**TEXTO PROPORCIONADO:**

━━━━━━━━━━━━━━━━━━━━

Paco es una persona autodidacta, con una pasión que ha condicionado su vida: la cocina. Aunque mi insignificante cultura gastronómica me inhabilita para refrendarlo, aseguro que Paco es el paradigma del buen cocinero. Alguien que ha sido capaz de confeccionar un menú -permítaseme expresarlo así- con poco más que cuatro piedras, dos puñados de tierra y un poco de agua. Amistades y conocidos lo hemos asociado siempre a su proverbial habilidad para guisar. Ha sido el inusitado personaje que llega a casa a la hora de preparar la comida, abre el frigorífico y, sin encomendarse a nadie, con lo que encuentra en él prepara un menú perfecto. Nos hemos preguntado mil veces cómo obraba semejantes portentos. Tras mucho elucubrar, creo que todos hemos coincidido en la respuesta: tales prodigios no son sino la consecuencia de la pasión que siente por lo que hace, que es a la vez el fundamento del enorme conocimiento culinario que atesora.

━━━━━━━━━━━━━━━━━━━━

**TAREA EN DETALLE:** Continúa el texto sobre Paco y su pasión por la cocina a partir de su última frase.

**EXTRACTOS DEL MATERIAL:**
━━━━━━━━━━━━━━━━━━━━

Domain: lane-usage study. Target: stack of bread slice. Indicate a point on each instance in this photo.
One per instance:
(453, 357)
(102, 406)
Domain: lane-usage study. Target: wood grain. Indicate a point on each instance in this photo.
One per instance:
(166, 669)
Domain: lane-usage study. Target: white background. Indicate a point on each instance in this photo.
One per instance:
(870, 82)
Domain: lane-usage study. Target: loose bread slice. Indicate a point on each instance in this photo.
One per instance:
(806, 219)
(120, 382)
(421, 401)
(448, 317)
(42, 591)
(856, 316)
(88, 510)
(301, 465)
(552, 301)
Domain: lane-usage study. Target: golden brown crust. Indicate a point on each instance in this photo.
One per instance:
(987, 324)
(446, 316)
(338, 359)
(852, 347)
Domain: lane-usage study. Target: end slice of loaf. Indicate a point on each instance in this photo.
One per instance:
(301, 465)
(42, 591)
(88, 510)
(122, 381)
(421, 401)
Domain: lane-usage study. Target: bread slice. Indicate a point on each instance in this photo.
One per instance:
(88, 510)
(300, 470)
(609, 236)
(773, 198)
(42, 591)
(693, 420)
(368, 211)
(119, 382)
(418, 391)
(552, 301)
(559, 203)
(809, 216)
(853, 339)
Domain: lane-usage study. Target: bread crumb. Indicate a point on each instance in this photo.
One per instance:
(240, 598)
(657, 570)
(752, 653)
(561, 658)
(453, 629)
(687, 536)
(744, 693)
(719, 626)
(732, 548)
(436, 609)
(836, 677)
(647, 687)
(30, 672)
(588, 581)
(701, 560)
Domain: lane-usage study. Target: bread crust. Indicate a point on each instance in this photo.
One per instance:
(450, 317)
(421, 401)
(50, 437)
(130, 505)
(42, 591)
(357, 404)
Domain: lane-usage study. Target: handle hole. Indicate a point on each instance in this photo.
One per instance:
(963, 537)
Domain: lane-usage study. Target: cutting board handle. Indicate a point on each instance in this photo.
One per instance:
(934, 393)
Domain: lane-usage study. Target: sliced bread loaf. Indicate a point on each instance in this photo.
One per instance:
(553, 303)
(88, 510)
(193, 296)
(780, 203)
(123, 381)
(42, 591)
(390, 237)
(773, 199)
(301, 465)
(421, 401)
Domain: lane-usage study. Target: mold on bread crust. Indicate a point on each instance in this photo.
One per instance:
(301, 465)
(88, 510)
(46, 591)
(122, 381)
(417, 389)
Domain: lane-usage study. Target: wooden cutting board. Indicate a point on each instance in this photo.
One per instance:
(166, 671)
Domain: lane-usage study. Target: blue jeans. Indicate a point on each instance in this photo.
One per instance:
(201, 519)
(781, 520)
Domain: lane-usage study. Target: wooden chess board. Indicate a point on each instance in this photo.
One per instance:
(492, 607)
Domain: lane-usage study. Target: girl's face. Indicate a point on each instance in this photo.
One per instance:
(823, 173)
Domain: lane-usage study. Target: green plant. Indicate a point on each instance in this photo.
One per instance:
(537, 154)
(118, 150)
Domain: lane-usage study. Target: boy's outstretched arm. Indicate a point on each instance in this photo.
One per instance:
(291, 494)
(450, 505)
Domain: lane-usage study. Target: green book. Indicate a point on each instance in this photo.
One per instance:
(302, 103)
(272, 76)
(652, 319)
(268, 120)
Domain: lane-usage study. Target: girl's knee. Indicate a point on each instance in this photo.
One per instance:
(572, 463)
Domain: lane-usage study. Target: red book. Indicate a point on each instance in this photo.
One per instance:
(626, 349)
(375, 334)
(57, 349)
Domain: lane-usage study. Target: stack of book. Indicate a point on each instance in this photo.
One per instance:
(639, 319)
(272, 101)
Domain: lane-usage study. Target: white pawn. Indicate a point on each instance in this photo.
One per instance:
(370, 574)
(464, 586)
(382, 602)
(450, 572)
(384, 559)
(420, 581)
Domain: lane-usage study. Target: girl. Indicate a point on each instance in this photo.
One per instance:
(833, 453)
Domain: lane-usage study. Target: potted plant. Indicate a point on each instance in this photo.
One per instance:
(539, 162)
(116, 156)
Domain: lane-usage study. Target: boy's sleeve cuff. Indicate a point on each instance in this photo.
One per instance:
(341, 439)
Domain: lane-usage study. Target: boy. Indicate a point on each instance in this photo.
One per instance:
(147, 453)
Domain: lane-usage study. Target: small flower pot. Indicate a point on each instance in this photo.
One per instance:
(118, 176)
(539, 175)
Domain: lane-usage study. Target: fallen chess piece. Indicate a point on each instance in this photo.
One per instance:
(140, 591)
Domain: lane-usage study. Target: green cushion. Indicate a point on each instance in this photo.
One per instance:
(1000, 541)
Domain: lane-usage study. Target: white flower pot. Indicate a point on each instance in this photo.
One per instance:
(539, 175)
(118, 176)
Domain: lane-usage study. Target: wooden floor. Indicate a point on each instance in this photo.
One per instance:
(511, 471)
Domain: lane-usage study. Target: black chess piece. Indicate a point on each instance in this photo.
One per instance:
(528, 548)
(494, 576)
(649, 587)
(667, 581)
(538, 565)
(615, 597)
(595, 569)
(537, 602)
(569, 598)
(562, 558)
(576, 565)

━━━━━━━━━━━━━━━━━━━━

**RESPUESTA AL PROBLEMA:**
Desde hace cuarenta años vive en La Rioja porque conoció a una riojana y se fue para allá. Aunque ha consumido los años de profesión trabajando de bancario, jamás olvidó su entusiasmo por la cocina. No se conformó con exportar a aquella tierra la sabiduría gastronómica que acumuló en Alicante, sino que aprendió de allí y de otros territorios y fogones cuanto se puso a su alcance. Con su viejos aprendizajes y las nuevas erudiciones amasó una cultura gastronómica que hace años que difunde más allá de los límites riojanos, por territorios colindantes y más allá. De hecho, él y quienes le han acompañado en su acreditada aventura han logrado reconocimiento y premios que avalan su excelencia. Y tan es así, que en otras latitudes, como Italia, logró aventajar a reputados chefs con sus singulares platos e incluso llegó a vencerles en una especialidad tan genuinamente transalpina como los helados. Sin embargo, más allá de sus capacidades y habilidades profesionales y/o vocacionales, Paco es por definición una persona generosa, con una apertura de miras y un buen hacer insólitos. Inveteradamente, su casa ha estado abierta para su familia, para los amigos, conocidos, allegados, e incluso para quienes no lo son.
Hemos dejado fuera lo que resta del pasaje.